Stated goal -
Rewrite the material starting at the line containing "of the person's" and ending at the line containing "443,261,584,405", changing every "training data" to "ground-truth data" and leaving all else as is. Output only those lines.

Record excerpts -
#####

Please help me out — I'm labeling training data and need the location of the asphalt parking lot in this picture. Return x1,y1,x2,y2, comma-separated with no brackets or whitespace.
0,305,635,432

#####

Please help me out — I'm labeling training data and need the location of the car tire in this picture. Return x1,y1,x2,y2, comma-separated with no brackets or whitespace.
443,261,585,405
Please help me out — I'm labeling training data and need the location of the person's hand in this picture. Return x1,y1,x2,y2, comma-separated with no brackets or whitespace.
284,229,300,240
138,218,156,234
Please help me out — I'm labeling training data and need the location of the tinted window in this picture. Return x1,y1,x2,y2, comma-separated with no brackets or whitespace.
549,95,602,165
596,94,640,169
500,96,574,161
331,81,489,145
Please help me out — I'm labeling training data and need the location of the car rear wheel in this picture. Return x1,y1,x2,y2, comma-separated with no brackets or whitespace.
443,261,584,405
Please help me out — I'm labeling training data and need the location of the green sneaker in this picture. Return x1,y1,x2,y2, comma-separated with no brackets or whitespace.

#####

Complete output -
Please help me out — I'm labeling ground-truth data and need the location of the person's hand in this picture. Return x1,y1,x2,y2, comma-separated with no brackets or whitespace.
284,229,300,240
138,218,156,234
Please help me out — I'm labeling ground-truth data and need the location of the tinted window in this picture. Return x1,y1,x2,y2, comma-separated with no brackets or whitespace.
549,95,602,165
596,94,640,169
500,96,574,161
331,81,489,145
Please help me out — I'm labeling ground-truth data and need the location of the car rear wheel in this picture. Return x1,y1,x2,y2, comma-separated with no brackets or whitespace.
443,261,584,405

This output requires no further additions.